> _TRECHO FORNECIDO_
◇ ◇ ◇ ◇

O ator, que possui a qualidade de transmitir uma fragilidade facilmente identificável, deixa transparecer gradativamente em sua postura corporal a dor que acomete seu personagem. Ele decide se tornar um detetive para evitar analisar a si próprio, evitar se encarar no espelho, passando então a investigar detalhes da vida dos outros, compensando profissionalmente a triste constatação de ser miseravelmente culpado pelas mazelas em sua vida, como a traição de sua esposa, vivida por Susan Clark.
A angústia do gênero encaixou perfeitamente nos anseios do público desiludido americano pós-Watergate, uma crueza que é captada pela lente da fotografia realisticamente brutal de Bruce Surtees, responsável por Dirty Harry e Lenny, realizando milagres com o baixo orçamento.
A metáfora visual que define o filme, a última cena, brilhantemente finaliza o arco narrativo do personagem, que, assim como nós, aceita estar totalmente desorientado. Esta é a beleza das tramas dos melhores Noir, inserir o protagonista em um cenário tão corrupto e lamacento, desprovido de virtudes, que a possibilidade da finitude acaba se tornando a mais acalentadora, exatamente por trazer com ela a liberdade.
“Um Lance no Escuro” é uma pérola que merece ser redescoberta.

◇ ◇ ◇ ◇

> _TAREFA DO EXERCÍCIO A_
Repita, por favor, a passagem do trecho entre "A metáfora visual" e "ela a liberdade.", inclusive.
> _TAREFA DO EXERCÍCIO B_
Liste todos os títulos de filmes mencionados no trecho.
A listagem não tem nenhum papel aqui.

> _DADOS FORNECIDOS_

◇ ◇ ◇ ◇

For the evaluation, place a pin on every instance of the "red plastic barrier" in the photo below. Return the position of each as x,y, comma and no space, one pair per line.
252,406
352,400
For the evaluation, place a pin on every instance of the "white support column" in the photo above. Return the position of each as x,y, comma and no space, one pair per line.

◇ ◇ ◇ ◇

> _RESULTADO FINAL A_
A metáfora visual que define o filme, a última cena, brilhantemente finaliza o arco narrativo do personagem, que, assim como nós, aceita estar totalmente desorientado. Esta é a beleza das tramas dos melhores Noir, inserir o protagonista em um cenário tão corrupto e lamacento, desprovido de virtudes, que a possibilidade da finitude acaba se tornando a mais acalentadora, exatamente por trazer com ela a liberdade.

> _RESULTADO FINAL B_
Dirty Harry
Lenny
Um Lance no Escuro